> _READING PASSAGE_:
=== Begin Enclosure ===
It was scary. I had a lot of student debt and I didn't know where the career was going. I started doing comedy for the hell of it and I thought, "I'll pursue that somehow until I figure out what I'm actually going to do for a living to pay my loans." I didn't think comedy was a viable career option.

But before I quit, I was dying. I mean, I couldn't do it. It wasn't like I was a functioning professional and I just made the choice to throw it all away to pursue this crazy dream. I was incapable of being a lawyer. It wasn't an option. I was going to stop being a lawyer whether I wanted to or not.

How did you feel?

My family was disappointed. But I always wanted to do something creative. I've always had real trouble knowing what my actual desires and goals are. I've just been dragged along by fate. I can't even tell you why I thought to go to law school.

What do you think it is about your personality that gives you your sense of purpose?
=== End Enclosure ===
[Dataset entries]
=== Begin Enclosure ===
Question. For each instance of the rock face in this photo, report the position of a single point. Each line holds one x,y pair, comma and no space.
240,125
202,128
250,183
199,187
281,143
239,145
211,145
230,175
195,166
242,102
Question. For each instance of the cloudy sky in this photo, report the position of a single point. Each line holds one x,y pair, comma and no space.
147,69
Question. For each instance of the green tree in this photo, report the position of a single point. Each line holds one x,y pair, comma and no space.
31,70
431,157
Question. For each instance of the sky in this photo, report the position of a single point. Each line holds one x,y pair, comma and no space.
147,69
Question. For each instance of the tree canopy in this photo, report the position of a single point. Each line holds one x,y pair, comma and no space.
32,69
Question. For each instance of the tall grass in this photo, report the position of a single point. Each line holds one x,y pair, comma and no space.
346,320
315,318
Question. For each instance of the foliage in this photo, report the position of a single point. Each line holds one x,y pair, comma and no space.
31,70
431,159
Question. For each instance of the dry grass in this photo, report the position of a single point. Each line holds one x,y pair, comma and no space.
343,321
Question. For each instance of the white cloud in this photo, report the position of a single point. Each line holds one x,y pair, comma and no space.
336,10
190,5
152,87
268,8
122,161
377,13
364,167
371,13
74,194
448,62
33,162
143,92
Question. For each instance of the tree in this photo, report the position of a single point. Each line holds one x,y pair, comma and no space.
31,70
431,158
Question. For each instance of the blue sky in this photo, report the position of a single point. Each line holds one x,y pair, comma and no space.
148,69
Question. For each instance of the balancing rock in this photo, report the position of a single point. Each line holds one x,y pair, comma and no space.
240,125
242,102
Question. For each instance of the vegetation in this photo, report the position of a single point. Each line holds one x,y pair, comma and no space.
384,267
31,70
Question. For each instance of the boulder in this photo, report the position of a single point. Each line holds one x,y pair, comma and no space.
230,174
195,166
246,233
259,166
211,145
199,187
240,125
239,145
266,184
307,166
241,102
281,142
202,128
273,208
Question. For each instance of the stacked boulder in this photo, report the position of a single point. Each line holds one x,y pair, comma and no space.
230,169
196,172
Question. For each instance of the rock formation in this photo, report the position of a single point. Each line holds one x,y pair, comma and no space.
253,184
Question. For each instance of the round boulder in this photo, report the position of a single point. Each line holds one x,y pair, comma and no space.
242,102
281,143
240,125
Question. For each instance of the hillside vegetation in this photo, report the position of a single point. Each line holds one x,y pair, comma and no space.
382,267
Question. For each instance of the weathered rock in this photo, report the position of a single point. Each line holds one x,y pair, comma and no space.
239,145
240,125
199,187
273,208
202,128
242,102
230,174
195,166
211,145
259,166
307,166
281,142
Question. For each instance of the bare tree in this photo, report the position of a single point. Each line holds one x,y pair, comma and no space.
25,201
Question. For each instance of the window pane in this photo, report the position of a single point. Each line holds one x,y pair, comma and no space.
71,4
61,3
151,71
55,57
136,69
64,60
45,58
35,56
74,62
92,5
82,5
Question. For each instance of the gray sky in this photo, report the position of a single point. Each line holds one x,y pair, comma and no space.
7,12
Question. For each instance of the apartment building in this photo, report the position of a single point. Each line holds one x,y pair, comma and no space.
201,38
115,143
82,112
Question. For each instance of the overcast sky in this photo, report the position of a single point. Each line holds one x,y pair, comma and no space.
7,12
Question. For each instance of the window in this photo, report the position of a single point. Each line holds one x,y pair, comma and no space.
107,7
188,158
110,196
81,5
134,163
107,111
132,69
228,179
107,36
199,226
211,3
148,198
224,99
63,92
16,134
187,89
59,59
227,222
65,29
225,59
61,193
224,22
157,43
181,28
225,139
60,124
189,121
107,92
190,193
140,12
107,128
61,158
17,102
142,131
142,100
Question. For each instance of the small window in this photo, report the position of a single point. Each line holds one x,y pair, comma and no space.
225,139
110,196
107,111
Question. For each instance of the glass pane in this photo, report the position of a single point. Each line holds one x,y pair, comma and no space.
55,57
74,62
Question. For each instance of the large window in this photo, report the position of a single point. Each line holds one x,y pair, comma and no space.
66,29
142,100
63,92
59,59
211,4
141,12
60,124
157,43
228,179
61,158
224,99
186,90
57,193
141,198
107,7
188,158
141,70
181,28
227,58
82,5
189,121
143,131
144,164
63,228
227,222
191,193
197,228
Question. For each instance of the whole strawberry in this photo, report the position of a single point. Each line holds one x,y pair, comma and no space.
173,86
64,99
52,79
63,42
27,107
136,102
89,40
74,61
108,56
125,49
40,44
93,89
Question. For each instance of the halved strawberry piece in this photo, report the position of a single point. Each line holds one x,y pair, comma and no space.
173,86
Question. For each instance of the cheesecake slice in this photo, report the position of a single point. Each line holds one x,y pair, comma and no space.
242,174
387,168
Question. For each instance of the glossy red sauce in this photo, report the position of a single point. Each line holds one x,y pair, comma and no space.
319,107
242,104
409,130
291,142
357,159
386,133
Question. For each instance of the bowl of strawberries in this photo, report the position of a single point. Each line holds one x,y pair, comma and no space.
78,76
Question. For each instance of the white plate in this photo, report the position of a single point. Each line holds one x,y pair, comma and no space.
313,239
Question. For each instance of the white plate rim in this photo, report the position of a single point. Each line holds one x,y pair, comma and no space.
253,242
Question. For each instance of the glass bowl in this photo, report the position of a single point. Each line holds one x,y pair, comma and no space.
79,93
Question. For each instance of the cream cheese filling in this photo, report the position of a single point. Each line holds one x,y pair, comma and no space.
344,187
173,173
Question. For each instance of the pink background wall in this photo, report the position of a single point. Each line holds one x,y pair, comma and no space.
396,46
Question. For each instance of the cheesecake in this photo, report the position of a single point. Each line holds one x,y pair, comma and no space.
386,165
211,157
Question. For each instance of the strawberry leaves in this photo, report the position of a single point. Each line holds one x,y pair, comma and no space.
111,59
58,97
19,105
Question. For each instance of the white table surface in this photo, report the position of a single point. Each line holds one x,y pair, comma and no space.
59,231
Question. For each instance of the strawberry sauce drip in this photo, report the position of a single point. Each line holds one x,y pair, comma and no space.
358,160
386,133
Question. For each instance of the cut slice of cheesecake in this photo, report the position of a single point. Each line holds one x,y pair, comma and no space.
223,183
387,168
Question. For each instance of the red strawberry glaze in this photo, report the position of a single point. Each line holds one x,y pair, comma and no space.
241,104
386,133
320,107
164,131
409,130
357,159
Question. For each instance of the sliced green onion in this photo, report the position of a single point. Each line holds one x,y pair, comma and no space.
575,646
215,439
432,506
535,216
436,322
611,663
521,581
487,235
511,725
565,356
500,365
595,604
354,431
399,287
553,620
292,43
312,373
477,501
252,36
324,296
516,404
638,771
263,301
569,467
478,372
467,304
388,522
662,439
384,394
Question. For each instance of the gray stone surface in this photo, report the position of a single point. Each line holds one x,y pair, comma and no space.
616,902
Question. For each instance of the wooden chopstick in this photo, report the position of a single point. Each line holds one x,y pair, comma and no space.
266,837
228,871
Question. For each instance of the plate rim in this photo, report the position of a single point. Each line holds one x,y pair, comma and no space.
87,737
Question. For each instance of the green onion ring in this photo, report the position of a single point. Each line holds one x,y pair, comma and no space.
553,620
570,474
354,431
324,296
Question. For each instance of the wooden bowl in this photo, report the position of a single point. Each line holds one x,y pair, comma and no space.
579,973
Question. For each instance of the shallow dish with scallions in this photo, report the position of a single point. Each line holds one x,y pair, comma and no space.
=== End Enclosure ===
> _WORK TO COMPLETE_:
A – In the interview excerpt, how did the speaker's family feel about the decision?
B – Reproduce the interview excerpt from "It was scary." up to and including "wanted to or not.".

> _SOLUTIONS PER TASK_:
A – They were disappointed.

B –
It was scary. I had a lot of student debt and I didn't know where the career was going. I started doing comedy for the hell of it and I thought, "I'll pursue that somehow until I figure out what I'm actually going to do for a living to pay my loans." I didn't think comedy was a viable career option.

But before I quit, I was dying. I mean, I couldn't do it. It wasn't like I was a functioning professional and I just made the choice to throw it all away to pursue this crazy dream. I was incapable of being a lawyer. It wasn't an option. I was going to stop being a lawyer whether I wanted to or not.